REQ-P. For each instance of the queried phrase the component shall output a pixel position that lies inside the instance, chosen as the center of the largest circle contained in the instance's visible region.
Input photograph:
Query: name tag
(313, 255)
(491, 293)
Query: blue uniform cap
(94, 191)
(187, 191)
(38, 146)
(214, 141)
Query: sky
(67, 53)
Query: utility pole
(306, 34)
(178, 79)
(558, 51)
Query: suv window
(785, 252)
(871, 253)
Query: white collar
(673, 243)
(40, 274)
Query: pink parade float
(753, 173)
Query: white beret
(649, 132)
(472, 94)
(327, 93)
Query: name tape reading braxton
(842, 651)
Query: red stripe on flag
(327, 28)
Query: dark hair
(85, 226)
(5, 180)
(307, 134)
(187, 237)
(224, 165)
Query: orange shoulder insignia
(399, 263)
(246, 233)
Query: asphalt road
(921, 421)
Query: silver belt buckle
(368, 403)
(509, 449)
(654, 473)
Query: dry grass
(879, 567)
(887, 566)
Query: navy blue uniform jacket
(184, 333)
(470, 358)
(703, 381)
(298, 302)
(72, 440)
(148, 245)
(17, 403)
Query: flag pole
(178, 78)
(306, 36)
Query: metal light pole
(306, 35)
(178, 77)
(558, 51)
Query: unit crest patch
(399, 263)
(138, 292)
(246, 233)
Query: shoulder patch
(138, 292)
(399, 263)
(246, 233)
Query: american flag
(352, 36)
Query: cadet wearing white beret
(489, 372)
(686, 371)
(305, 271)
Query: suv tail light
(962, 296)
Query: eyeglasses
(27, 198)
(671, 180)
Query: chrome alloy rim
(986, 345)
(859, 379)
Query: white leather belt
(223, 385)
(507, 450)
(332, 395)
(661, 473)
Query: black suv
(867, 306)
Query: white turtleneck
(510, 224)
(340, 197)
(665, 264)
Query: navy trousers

• **Stated problem**
Could you reproduce all of the material above word for word and line by line, leaving nothing out?

• **Reply**
REQ-P. For each instance of the queried phrase the component shall output a pixel position that lies inside the instance, chosen as the center of the largest circle contained in the instance's visible region.
Input photograph:
Query: name tag
(313, 255)
(491, 293)
Query: blue uniform cap
(94, 191)
(187, 191)
(38, 146)
(214, 141)
Query: sky
(67, 53)
Query: utility pole
(306, 34)
(178, 79)
(558, 51)
Query: suv window
(785, 252)
(871, 253)
Query: white collar
(673, 243)
(40, 274)
Query: pink parade float
(753, 173)
Query: white beret
(649, 132)
(472, 94)
(327, 93)
Query: name tape reading braxton
(842, 651)
Query: red stripe on flag
(327, 28)
Query: dark hair
(85, 226)
(5, 180)
(307, 134)
(187, 237)
(224, 165)
Query: orange shoulder insignia
(399, 263)
(246, 233)
Query: asphalt road
(921, 421)
Query: silver belt buckle
(368, 403)
(509, 449)
(654, 473)
Query: dry grass
(879, 567)
(887, 566)
Query: navy blue uniform jacket
(184, 333)
(470, 358)
(703, 381)
(298, 302)
(72, 440)
(148, 245)
(17, 403)
Query: flag pole
(178, 78)
(306, 36)
Query: metal light pole
(306, 35)
(178, 77)
(558, 51)
Query: unit crest patch
(399, 263)
(138, 292)
(246, 233)
Query: shoulder patch
(138, 292)
(399, 263)
(246, 233)
Query: american flag
(352, 36)
Query: cadet wearing white beret
(489, 372)
(686, 371)
(305, 271)
Query: suv tail light
(962, 296)
Query: eyeglasses
(27, 198)
(671, 180)
Query: chrome alloy rim
(986, 345)
(859, 379)
Query: white leather belt
(223, 385)
(507, 450)
(332, 395)
(661, 473)
Query: black suv
(867, 306)
Query: white turtleneck
(510, 224)
(340, 197)
(665, 264)
Query: navy trousers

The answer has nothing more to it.